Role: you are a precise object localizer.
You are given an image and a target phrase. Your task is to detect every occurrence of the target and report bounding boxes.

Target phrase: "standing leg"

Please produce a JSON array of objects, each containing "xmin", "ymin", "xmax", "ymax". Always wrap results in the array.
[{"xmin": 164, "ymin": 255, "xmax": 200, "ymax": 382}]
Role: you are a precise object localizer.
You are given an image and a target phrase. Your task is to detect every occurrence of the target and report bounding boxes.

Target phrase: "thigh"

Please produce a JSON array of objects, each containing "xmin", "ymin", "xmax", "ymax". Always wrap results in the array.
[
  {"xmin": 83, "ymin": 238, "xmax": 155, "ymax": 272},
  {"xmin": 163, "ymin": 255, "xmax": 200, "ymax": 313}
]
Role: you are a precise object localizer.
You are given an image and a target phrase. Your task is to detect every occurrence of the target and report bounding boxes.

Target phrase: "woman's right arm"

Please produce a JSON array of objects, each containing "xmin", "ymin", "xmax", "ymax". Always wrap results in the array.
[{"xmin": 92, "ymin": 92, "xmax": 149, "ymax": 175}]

□ □ □

Print the records above again without changing anything.

Role: you are a precise object localizer.
You are given an image and a target phrase. Your task is to detect every occurrence of the target and report bounding boxes.

Target phrase: "standing leg"

Please produce a JSON array of objects, each containing "xmin", "ymin", "xmax", "ymax". Always wrap results in the array.
[{"xmin": 164, "ymin": 255, "xmax": 200, "ymax": 382}]
Role: you are a precise object localizer.
You are given an image and a target phrase. Your task is to detect every occurrence of the target and report bounding boxes.

Target phrase: "thigh"

Please produce a JSON array of objects, each containing "xmin", "ymin", "xmax", "ymax". Always wrap results in the array.
[
  {"xmin": 83, "ymin": 238, "xmax": 155, "ymax": 272},
  {"xmin": 163, "ymin": 255, "xmax": 200, "ymax": 313}
]
Role: you are a precise object localizer.
You are given an image and a target phrase. Your task is to detect every occurrence of the target and report bounding boxes.

Target phrase: "woman's right arm"

Please produce a JSON array of objects, each containing "xmin", "ymin", "xmax", "ymax". Always wrap results in the array.
[{"xmin": 92, "ymin": 92, "xmax": 149, "ymax": 175}]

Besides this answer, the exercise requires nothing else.